■ **PROBLEM TO SOLVE**: Rewrite the listing below as a numbered list with no blank lines, and leave the pictures out.

--- BEGIN MATERIAL PROVIDED ---

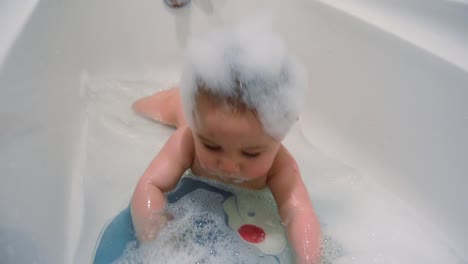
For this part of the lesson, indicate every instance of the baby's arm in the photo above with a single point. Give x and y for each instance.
(295, 207)
(148, 201)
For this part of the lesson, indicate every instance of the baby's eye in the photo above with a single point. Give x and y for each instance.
(251, 155)
(212, 147)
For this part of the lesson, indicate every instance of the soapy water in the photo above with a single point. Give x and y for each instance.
(361, 222)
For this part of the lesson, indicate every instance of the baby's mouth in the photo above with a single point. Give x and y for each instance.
(232, 178)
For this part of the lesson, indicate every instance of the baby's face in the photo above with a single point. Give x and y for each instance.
(231, 146)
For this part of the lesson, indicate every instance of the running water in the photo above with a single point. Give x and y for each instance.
(361, 222)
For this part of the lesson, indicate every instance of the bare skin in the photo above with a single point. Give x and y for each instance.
(227, 146)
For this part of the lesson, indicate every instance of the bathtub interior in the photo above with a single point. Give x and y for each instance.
(385, 117)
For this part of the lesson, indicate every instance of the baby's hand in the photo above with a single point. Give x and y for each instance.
(150, 227)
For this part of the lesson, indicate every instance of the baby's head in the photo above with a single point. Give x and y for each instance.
(241, 92)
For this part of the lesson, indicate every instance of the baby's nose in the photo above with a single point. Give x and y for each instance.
(228, 165)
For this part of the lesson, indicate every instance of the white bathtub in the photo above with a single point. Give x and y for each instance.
(387, 99)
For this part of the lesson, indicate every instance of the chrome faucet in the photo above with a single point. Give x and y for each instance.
(176, 3)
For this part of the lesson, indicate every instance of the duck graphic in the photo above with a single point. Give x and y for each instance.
(255, 224)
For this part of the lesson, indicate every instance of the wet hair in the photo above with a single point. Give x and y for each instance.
(248, 65)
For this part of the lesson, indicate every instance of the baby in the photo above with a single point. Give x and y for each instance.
(239, 96)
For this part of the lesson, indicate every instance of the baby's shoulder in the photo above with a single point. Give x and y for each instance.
(284, 162)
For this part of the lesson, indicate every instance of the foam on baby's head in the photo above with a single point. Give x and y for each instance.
(249, 63)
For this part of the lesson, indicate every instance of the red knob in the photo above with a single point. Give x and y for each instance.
(251, 233)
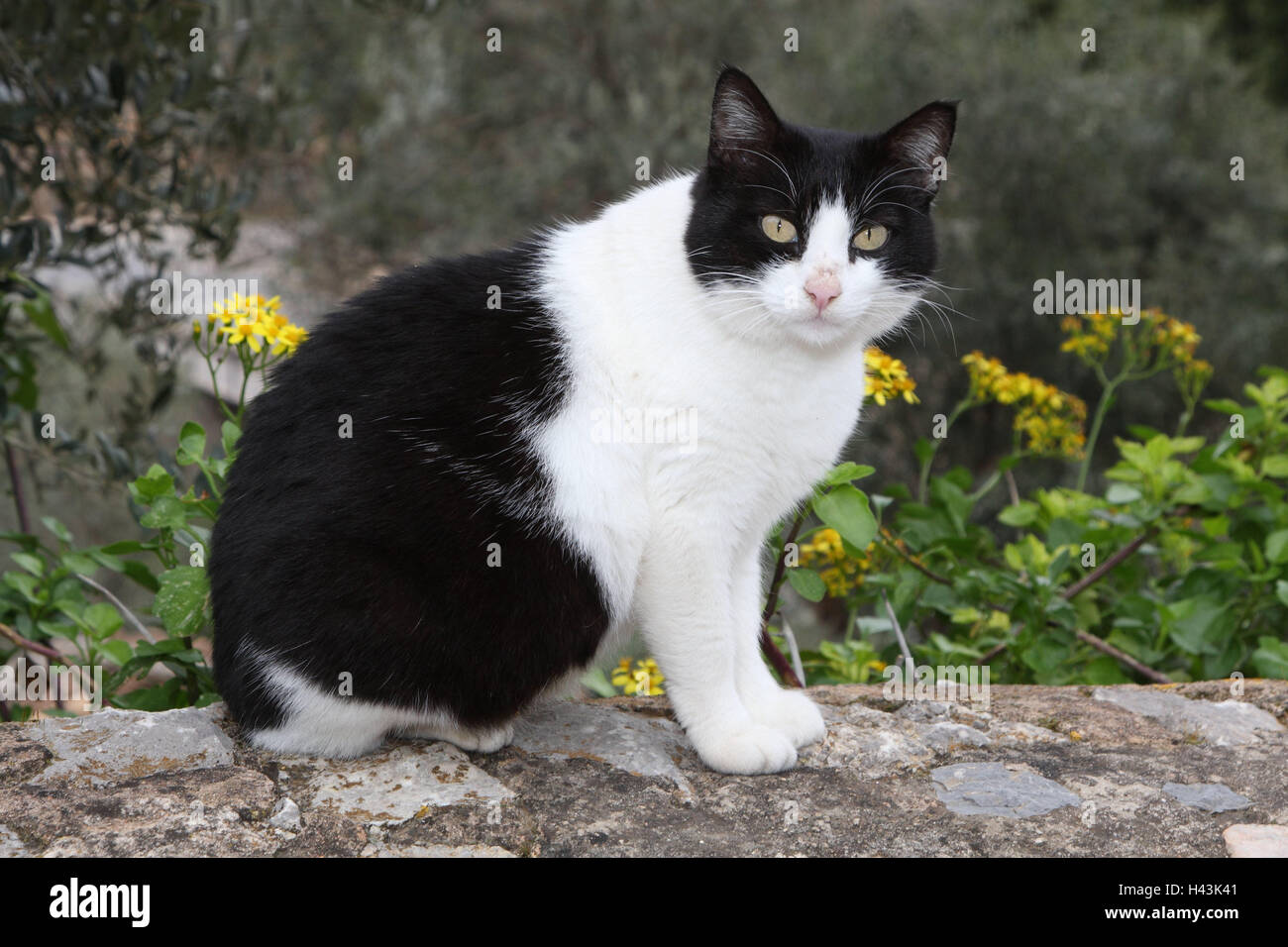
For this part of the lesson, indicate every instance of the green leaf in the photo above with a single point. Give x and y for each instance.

--- END MATERIAL PROVIDED ---

■ **THE OUTPUT**:
1. For this part of the lesson, indicate every instance of the baby's arm in the photo above with a single point. Give x and y for each instance.
2. (295, 207)
3. (148, 201)
4. For this part of the lesson, indicate every instance of the baby's eye in the photo above with a single point. Give x and y for each instance.
5. (251, 155)
6. (212, 147)
7. For this part of the lesson, indicate every instance of the soapy water in the photo above with a single point. Give x and y for each instance.
8. (361, 222)
9. For this part of the lesson, indicate every instance of the baby's mouth in the photo above with a single point. Give x and y for each instance.
10. (232, 178)
11. For this part of the lesson, indicate every instance of the baby's face in the photo above with a single point. Give x and y for each instance.
12. (231, 146)
13. For this part of the lesson, indicate every instance of the running water in the photo above with a single point. Give x and y for each instance.
14. (361, 222)
15. For this part of the lesson, indicate every instance of the bare skin in the photo above with a single point. Give x and y for each instance.
16. (227, 146)
17. For this part of the lesson, indicate every instance of the bathtub interior in the photo above with a single point. Give x and y for each instance.
18. (385, 117)
19. For this part of the lesson, indicate every instance of the baby's hand in the photo above with a single point. Give x and y for each instance.
20. (150, 227)
21. For this part of the lesson, indicate every instance of the baby's head in the photo above with a single point. Give x and y for each instance.
22. (241, 92)
23. For this part of the lesson, indicate every instance of the baby's nose in the photo above with a single point. Give x and y for each instance.
24. (228, 165)
25. For this part of the lesson, indicate every instance of the white bathtub in the photo above with a single point. Give x and y for each instance.
26. (387, 99)
27. For this part of the lesson, indicate every instance of the chrome faucet in the photo above with a single point. Give x and y for each instance.
28. (176, 3)
29. For this part of the lesson, indicate every instance of the duck graphic in the photo above with a single point. Give x and y for each instance.
30. (255, 224)
31. For this part of the lesson, indicate every instance of the wet hair in the photo above with a single point. Give x and y for each instance.
32. (248, 65)
33. For this part of the lesson, indicate every instance of the baby in the photo above with a single point. Give x and y for each instance.
34. (239, 96)
35. For this part of the lesson, indicate every instance of the baby's shoulder in the photo above with a single point. Give x and y for each instance.
36. (284, 162)
37. For this part of the lesson, indicate every instance of the foam on baby's head in the photo above with a single point. Give x and y for each instance.
38. (249, 63)
39. For this part of the lesson, indicate every instance of the red knob in the photo above with a single point. Give x and y for each instance.
40. (251, 233)
41. For this part of the lesson, indicate every instance of the green leaf in the photo above with a single point. Give x and y for each instance.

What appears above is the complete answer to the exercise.